▶ Selected passage:
Rocket Ronnie’s father remains a house guest of Her Majesty for murdering an alleged Kray associate in a restaurant in 1982, although he is up for parole, while the mother did a bit of bird herself for tax evasion. You needn’t have a doctorate in clinical psychology, or be a close student of the parental poetry of Philip Larkin, to appreciate the effects on a formative mind.
The extent of Ronnie’s confusion and vulnerability was spotlighted a few years ago when, flailing about to make sense of his life, a little (a very little, perhaps) like Woody Allen in Hannah and Her Sisters, he turned for a spiritual guide to the boxer Naseem Hamed. Mr Hamed narrowly failed to shepherd Ronnie into the Muslim faith. He never did become Rahquet Rhani al Sull’ivan, but it was apparently a close call.
However unlikely the image of this tortured, saturnine figure being called to prayer by the muezzin, the external discipline might have helped a man who conceded a best-of-seventeen-frame match to Stephen Hendry when 0–4 behind with a terse ‘I’ve had enough mate’, and whose notion of good grace in defeat, at the China Open of 2008, extended to bragging about the girth of his penis at the press conference, and inviting a female reporter to fellate him, before giving her a helpful demonstration by mistaking the head of his microphone for a lollipop.
In the absence of that religious discipline, it becomes ever harder to overlook the contempt with which he treats his genius. At times, in fact, genius has seemed an inadequate word. Roger Federer is a genius, but always had to work devilishly hard to cope with the raging Mallorcan bull Rafael Nadal (and usually failed), and even the likes of Novak Djokovic and Andy Murray.
At his best, O’Sullivan appears not to be working at all, potting balls at ridiculous speed and with absurd ease with either hand. Perhaps this explains why he seems not to value his gift at all. Often, in fact, he seems to resent it, and to wish it dead. As a fabled wit once observed – Oscar Wilde, perhaps, or possibly John Virgo – each man kills the thing he loves. Ronnie hasn’t killed it yet, but it seldom blossoms as gorgeously as it did, or as it should.

▶ Extracted information:

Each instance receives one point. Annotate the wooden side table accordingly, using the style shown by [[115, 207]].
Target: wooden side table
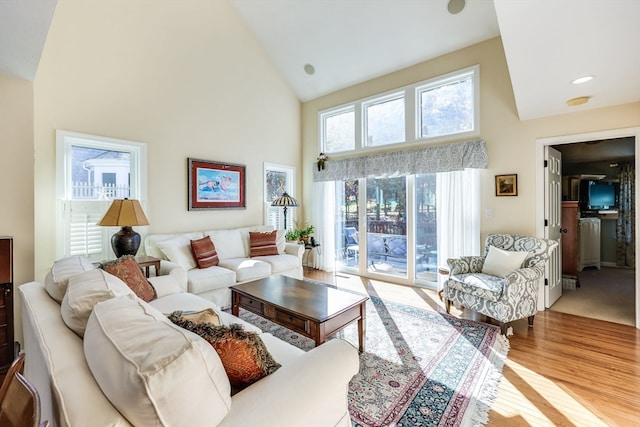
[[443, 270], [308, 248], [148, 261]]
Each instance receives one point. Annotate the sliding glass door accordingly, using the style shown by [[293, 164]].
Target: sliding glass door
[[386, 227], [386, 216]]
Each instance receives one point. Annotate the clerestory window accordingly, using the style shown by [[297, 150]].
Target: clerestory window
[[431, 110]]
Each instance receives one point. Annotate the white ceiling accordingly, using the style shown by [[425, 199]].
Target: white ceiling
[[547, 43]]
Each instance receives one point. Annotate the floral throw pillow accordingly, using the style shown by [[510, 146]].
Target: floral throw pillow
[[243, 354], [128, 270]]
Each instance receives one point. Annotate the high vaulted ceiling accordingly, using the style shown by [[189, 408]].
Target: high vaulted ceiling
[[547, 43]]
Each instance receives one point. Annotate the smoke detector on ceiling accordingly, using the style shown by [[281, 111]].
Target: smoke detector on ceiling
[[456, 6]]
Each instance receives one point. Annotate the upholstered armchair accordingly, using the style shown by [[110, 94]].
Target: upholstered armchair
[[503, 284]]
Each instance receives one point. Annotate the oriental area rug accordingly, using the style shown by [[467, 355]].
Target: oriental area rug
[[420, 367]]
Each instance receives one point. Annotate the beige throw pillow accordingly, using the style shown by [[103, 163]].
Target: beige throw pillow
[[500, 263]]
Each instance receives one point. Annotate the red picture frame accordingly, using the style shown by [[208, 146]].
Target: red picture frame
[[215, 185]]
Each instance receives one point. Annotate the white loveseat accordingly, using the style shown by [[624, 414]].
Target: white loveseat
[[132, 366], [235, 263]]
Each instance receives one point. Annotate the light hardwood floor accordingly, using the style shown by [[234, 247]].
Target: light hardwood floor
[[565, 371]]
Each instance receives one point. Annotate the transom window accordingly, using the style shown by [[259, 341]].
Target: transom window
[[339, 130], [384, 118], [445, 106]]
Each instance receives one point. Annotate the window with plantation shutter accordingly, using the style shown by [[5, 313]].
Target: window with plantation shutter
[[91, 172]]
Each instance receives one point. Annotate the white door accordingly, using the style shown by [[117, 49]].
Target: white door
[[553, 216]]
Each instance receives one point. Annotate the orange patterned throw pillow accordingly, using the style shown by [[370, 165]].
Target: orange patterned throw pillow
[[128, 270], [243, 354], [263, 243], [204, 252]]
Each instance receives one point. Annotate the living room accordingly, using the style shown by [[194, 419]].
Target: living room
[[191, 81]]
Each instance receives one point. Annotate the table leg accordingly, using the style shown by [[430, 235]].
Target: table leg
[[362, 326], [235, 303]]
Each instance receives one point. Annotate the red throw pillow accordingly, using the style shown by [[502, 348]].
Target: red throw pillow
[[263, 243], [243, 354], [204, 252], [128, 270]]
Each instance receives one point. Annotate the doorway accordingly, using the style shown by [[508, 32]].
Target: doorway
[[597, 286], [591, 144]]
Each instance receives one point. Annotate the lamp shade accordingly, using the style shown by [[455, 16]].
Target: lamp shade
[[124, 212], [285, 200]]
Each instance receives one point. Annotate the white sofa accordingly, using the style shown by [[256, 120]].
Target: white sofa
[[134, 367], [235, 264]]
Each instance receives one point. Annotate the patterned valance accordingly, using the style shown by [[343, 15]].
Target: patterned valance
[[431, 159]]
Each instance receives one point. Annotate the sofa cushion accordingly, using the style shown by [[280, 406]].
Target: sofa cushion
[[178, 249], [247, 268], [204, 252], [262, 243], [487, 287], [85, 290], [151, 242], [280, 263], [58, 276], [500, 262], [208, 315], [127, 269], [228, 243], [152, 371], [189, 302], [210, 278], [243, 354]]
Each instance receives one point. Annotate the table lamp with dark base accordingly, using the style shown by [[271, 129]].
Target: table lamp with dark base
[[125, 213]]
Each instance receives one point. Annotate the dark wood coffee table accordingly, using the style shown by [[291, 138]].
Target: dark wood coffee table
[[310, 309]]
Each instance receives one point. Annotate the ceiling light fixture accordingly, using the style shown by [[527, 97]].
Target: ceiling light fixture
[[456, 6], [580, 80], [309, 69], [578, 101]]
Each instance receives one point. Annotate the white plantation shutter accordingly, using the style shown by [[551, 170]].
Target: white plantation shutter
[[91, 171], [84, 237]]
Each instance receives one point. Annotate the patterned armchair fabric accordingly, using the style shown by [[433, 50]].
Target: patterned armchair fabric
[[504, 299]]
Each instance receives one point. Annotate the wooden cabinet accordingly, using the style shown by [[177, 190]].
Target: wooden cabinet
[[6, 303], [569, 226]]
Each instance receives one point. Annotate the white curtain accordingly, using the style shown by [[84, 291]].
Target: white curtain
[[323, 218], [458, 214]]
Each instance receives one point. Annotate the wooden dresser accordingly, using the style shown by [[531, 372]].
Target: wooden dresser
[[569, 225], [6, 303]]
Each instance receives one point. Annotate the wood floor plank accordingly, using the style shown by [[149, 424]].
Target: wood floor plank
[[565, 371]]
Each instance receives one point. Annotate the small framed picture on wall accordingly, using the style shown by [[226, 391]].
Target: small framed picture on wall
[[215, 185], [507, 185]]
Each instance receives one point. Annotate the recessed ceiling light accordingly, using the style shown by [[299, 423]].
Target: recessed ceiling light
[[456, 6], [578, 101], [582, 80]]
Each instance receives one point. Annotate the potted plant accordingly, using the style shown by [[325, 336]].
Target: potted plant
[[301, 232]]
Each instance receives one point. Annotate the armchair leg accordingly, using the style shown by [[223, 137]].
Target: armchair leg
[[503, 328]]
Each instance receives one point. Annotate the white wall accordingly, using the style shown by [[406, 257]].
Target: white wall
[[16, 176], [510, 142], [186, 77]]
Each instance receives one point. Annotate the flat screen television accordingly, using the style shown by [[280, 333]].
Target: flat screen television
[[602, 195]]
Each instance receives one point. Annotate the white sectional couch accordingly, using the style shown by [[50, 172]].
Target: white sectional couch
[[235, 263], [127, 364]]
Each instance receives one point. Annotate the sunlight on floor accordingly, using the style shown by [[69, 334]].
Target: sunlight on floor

▶ Activity: Please copy the O'Sullivan passage again, starting at "In the absence" and stopping after "and Andy Murray.", and swap "devilishly" for "fiendishly".

▶ Solved exercise:
In the absence of that religious discipline, it becomes ever harder to overlook the contempt with which he treats his genius. At times, in fact, genius has seemed an inadequate word. Roger Federer is a genius, but always had to work fiendishly hard to cope with the raging Mallorcan bull Rafael Nadal (and usually failed), and even the likes of Novak Djokovic and Andy Murray.